→ SELECTED TEXT
────

So apparently it's way slower than using this system, is this normal?
 
D

Dave Angel

Ok this is all very nice, but:

[andrea@andreacrotti tar_baller]$ time python2 test_pipe.py > /dev/null

real 0m21.215s
user 0m0.750s
sys 0m1.703s

[andrea@andreacrotti tar_baller]$ time ls -lR /home/andrea | cat > /dev/null

real 0m0.986s
user 0m0.413s
sys 0m0.600s

<snip>


So apparently it's way slower than using this system, is this normal?

I'm not sure how this timing relates to the thread, but what it mainly
shows is that starting up the Python interpreter takes quite a while,
compared to not starting it up.

────

→ RECORDS
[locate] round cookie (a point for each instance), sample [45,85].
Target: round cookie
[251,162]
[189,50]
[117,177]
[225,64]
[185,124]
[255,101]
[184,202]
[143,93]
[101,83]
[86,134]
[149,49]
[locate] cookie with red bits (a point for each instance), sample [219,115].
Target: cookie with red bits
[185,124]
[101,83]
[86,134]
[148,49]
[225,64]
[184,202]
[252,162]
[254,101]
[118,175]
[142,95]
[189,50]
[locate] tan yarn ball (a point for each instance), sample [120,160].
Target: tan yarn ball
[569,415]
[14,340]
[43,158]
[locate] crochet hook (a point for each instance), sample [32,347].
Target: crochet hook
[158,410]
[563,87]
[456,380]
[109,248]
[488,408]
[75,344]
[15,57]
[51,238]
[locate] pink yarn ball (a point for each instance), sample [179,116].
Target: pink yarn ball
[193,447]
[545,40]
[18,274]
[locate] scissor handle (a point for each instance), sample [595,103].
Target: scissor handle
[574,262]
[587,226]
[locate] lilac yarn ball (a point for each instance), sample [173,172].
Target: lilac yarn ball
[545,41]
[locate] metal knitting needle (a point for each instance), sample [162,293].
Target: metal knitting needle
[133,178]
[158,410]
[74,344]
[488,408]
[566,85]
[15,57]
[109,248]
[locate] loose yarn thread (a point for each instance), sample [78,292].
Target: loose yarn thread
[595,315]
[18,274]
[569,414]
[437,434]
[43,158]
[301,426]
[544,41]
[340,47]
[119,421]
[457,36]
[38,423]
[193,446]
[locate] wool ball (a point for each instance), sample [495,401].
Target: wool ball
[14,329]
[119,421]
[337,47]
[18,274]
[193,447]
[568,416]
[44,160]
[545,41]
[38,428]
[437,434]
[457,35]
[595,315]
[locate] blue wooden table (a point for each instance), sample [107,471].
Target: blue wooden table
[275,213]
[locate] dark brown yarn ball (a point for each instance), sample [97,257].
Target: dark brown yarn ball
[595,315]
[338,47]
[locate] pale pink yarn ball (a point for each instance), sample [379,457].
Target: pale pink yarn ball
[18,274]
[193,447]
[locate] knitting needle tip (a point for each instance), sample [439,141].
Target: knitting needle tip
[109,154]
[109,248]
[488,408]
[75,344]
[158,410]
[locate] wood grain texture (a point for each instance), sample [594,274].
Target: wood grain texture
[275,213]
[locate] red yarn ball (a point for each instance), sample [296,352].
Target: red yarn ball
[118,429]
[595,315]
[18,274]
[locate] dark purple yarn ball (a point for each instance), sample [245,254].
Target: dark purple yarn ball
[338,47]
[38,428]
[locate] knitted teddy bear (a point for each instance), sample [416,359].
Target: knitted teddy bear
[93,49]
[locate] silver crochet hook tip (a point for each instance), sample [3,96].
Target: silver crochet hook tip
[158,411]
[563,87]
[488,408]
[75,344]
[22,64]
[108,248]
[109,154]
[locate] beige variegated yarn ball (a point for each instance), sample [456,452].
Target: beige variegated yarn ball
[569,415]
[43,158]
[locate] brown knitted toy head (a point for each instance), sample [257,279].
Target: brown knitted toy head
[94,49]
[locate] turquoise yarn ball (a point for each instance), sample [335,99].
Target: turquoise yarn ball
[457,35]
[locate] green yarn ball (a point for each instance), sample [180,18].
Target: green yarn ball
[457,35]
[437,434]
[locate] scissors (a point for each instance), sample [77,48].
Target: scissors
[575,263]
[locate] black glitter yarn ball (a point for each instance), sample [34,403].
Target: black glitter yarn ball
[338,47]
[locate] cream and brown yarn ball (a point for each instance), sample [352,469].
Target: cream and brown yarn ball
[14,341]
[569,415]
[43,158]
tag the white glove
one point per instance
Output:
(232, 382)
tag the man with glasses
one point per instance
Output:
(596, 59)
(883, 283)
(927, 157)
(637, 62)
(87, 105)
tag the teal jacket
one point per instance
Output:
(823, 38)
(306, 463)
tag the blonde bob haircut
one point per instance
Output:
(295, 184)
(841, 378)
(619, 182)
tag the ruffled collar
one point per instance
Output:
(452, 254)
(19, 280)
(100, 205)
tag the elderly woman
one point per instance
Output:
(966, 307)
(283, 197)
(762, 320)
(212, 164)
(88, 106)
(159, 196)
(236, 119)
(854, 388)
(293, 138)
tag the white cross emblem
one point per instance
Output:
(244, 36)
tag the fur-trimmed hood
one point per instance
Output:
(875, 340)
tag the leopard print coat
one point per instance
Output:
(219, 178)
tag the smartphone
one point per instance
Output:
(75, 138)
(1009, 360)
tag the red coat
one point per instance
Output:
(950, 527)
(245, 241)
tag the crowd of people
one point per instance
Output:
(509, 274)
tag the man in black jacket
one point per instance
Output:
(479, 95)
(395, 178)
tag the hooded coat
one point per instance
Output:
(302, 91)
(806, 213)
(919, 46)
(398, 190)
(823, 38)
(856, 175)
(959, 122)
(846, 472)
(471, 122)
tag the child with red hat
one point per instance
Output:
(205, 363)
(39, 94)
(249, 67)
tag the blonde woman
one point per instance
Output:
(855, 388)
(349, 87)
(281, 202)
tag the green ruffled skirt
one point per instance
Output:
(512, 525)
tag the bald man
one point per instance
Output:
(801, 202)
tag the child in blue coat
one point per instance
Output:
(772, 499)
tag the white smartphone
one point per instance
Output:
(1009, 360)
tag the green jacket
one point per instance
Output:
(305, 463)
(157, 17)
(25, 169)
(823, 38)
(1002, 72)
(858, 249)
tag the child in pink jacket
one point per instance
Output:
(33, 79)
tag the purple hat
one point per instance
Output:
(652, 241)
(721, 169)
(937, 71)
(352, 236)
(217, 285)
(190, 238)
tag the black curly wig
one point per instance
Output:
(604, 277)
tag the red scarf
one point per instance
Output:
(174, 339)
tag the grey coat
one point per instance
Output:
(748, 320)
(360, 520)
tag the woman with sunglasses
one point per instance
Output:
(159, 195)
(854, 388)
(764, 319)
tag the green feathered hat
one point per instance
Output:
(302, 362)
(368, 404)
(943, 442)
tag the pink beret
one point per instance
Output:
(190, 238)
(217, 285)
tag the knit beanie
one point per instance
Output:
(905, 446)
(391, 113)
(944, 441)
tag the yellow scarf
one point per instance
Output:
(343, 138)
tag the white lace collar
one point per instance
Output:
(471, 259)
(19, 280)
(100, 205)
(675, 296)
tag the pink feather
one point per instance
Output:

────

→ TASK REQUIREMENTS
1 – Answer these questions from the excerpt on Python timing:
(a) What real time is reported for the command that runs test_pipe.py?
(b) What real time is reported for the ls -lR command piped to cat?
(c) In the reply, what does the timing mainly show?
2 – Continue the excerpt on Python timing from its last sentence.

→ ANSWERS IN ORDER
1 –
(a) 0m21.215s
(b) 0m0.986s
(c) That starting up the Python interpreter takes quite a while compared to not starting it up.

2 –
A

andrea crotti

2012/11/14 Dave Angel said:
Ok this is all very nice, but:

[andrea@andreacrotti tar_baller]$ time python2 test_pipe.py > /dev/null

real 0m21.215s
user 0m0.750s
sys 0m1.703s

[andrea@andreacrotti tar_baller]$ time ls -lR /home/andrea | cat > /dev/null

real 0m0.986s
user 0m0.413s
sys 0m0.600s

<snip>


So apparently it's way slower than using this system, is this normal?

I'm not sure how this timing relates to the thread, but what it mainly
shows is that starting up the Python interpreter takes quite a while,
compared to not starting it up.


Well it's related because my program has to be as fast as possible, so
in theory I thought that using Python pipes would be better because I
can get easily the PID of the first process.

But if it's so slow than it's not worth, and I don't think is the
Python interpreter because it's more or less constantly many times
slower even changing the size of the input..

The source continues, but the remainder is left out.